From the listing below, retype exactly the line holding "Locate the pale", the line holding "Locate the lava", and the lines between them; skip everything else.

━━━━━━

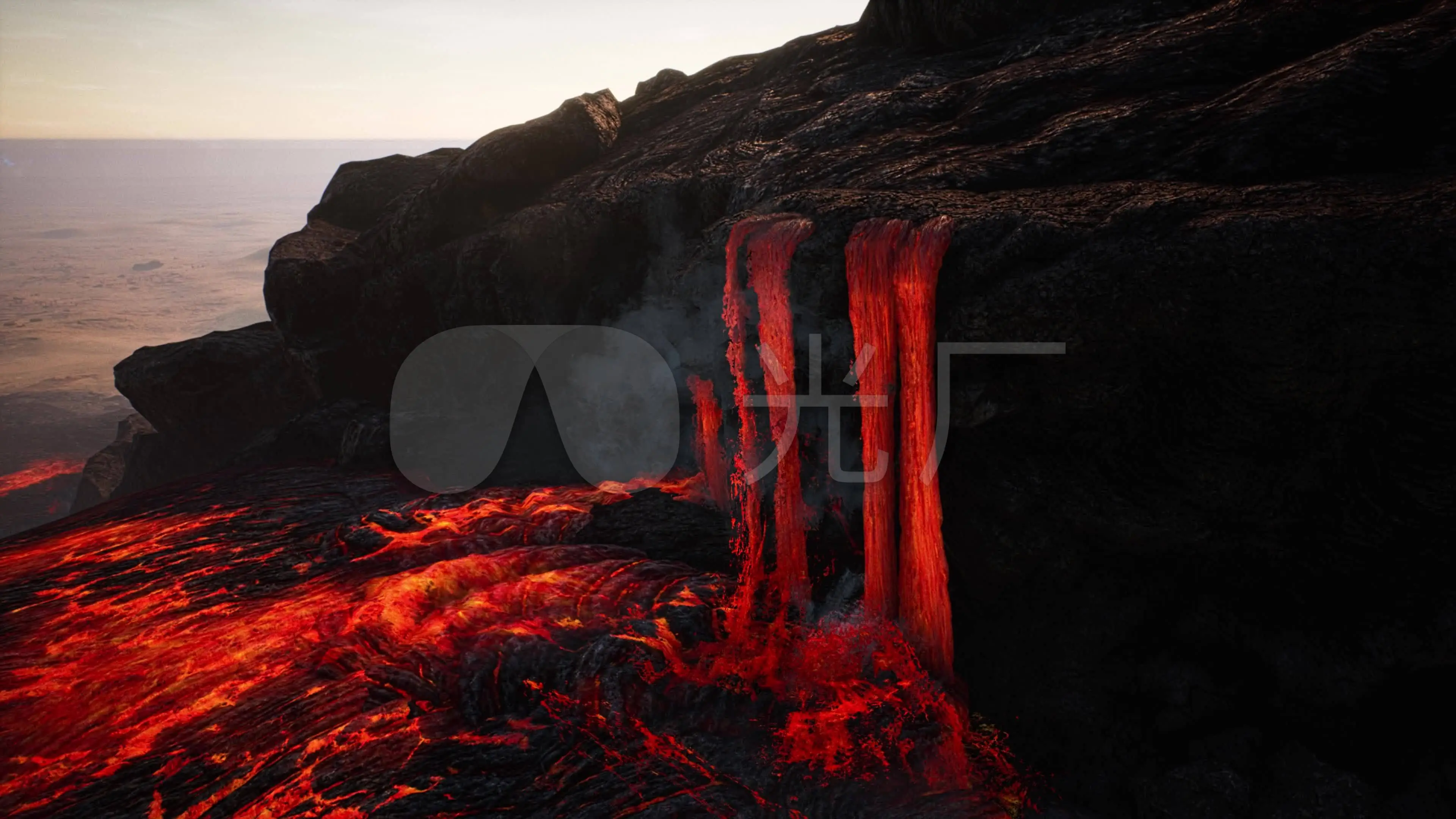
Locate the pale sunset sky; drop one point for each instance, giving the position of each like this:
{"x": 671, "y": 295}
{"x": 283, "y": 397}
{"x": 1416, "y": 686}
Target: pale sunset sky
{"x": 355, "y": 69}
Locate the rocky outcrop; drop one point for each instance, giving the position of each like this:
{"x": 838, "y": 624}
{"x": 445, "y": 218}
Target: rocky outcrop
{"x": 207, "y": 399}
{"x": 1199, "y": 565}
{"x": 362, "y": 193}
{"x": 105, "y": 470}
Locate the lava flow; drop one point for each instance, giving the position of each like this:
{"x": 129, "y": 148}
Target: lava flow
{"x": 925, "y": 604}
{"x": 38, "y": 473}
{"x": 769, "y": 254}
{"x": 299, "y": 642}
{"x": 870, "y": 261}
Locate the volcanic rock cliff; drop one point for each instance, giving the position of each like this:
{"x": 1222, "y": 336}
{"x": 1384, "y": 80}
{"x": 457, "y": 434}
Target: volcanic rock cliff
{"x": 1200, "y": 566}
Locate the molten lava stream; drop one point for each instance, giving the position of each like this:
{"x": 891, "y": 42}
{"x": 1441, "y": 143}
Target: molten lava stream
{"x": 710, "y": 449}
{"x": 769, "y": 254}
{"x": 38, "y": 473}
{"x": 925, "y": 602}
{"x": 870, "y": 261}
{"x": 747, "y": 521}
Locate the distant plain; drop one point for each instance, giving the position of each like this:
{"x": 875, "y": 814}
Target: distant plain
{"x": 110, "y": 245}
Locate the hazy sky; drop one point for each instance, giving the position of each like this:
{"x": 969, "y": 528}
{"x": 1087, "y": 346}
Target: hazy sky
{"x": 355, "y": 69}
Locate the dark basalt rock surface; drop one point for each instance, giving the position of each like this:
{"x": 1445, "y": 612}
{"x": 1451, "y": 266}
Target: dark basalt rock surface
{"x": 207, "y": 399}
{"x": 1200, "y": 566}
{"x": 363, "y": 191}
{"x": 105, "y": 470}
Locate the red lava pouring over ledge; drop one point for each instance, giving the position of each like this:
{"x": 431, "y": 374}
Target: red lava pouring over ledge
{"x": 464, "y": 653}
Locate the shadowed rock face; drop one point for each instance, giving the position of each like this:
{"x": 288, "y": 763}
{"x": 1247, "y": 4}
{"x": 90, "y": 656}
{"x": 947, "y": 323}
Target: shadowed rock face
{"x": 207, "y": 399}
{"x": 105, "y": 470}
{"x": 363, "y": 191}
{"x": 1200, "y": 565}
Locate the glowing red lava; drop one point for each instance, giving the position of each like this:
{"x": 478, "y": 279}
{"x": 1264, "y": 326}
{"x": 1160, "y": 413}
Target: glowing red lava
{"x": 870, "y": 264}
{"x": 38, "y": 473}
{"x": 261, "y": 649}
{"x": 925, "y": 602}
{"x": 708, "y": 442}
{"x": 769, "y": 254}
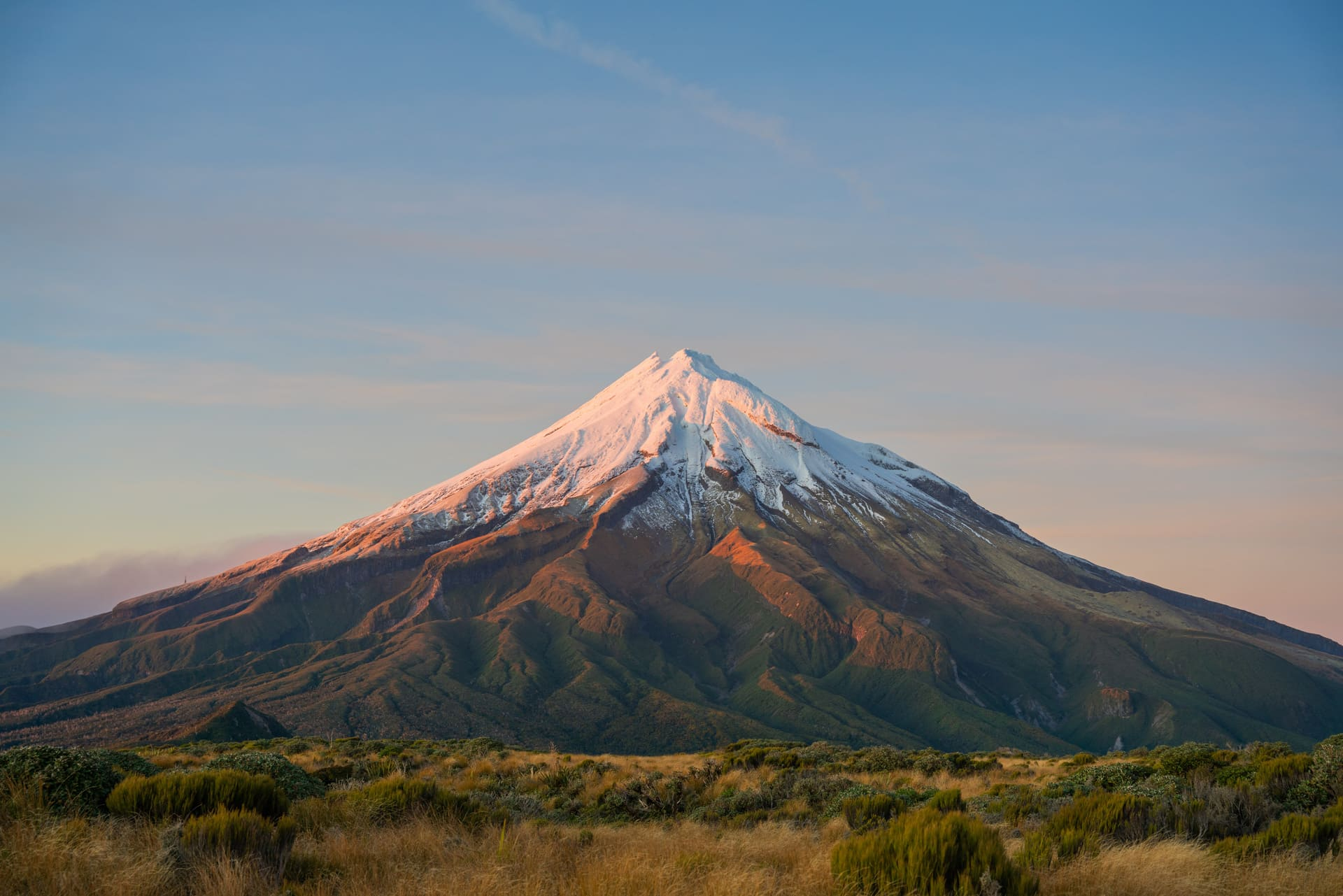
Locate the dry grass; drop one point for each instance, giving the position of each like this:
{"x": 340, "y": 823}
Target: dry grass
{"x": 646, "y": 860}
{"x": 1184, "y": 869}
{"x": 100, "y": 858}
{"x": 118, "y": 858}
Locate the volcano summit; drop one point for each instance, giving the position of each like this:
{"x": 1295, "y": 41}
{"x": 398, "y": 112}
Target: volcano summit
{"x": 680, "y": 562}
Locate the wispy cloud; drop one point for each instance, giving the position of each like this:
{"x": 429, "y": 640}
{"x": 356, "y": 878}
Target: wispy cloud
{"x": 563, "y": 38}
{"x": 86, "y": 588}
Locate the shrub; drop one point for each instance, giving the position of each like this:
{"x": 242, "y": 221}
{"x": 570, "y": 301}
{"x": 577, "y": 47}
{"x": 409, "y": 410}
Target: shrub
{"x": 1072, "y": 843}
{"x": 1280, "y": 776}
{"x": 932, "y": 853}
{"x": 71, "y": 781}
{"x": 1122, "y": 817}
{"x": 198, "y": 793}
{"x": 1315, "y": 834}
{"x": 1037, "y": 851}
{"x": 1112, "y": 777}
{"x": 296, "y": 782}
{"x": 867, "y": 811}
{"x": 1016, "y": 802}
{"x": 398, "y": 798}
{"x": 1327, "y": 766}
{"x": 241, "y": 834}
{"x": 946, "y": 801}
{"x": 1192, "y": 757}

━━━━━━

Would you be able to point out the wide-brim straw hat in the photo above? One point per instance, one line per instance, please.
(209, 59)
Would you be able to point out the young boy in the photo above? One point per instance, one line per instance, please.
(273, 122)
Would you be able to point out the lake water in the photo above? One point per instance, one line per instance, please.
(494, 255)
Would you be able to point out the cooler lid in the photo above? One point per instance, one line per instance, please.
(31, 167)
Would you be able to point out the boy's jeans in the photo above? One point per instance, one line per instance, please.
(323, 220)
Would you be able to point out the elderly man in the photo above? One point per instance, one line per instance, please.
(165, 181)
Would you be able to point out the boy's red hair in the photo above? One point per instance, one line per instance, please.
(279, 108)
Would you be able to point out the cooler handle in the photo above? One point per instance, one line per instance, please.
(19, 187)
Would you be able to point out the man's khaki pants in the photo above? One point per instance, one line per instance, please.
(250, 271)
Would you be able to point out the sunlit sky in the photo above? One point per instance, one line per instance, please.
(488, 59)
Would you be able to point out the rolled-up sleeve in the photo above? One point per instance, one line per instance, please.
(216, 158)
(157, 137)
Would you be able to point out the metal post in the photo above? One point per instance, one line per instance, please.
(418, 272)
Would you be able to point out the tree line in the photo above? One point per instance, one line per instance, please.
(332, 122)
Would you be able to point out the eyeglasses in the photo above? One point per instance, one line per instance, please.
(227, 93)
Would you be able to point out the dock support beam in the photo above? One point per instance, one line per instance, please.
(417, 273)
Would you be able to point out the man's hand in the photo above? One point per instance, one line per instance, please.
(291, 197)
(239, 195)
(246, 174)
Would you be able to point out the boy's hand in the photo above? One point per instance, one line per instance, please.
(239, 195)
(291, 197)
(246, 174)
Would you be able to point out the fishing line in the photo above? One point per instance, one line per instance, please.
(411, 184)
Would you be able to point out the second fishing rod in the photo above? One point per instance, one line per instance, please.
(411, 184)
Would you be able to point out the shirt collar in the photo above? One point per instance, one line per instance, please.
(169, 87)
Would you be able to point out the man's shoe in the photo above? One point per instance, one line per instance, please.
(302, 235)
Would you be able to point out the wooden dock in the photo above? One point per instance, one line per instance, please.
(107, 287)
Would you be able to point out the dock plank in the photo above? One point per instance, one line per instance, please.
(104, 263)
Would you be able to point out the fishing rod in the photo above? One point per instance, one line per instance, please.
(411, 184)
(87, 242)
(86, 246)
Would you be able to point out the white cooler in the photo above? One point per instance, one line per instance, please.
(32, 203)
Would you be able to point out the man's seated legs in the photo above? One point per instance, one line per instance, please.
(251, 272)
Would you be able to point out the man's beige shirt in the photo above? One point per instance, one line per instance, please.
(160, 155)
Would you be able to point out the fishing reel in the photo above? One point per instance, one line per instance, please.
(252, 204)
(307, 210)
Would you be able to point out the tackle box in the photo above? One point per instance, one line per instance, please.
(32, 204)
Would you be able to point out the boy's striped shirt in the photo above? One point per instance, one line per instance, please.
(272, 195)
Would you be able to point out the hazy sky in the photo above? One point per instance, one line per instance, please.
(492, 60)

━━━━━━

→ SOLUTION TO THIS TASK
Locate the pale sunset sky; drop one point for each instance, giving the position of each like this:
{"x": 671, "y": 295}
{"x": 283, "y": 397}
{"x": 1416, "y": 686}
Target: pale sunset sky
{"x": 355, "y": 69}
Locate the rocky outcrop; drop one point for each instance, giving the position of each like this:
{"x": 838, "y": 624}
{"x": 445, "y": 218}
Target: rocky outcrop
{"x": 207, "y": 399}
{"x": 1199, "y": 565}
{"x": 362, "y": 193}
{"x": 105, "y": 470}
Locate the lava flow; drop one point for each instance, giving the position of each like this:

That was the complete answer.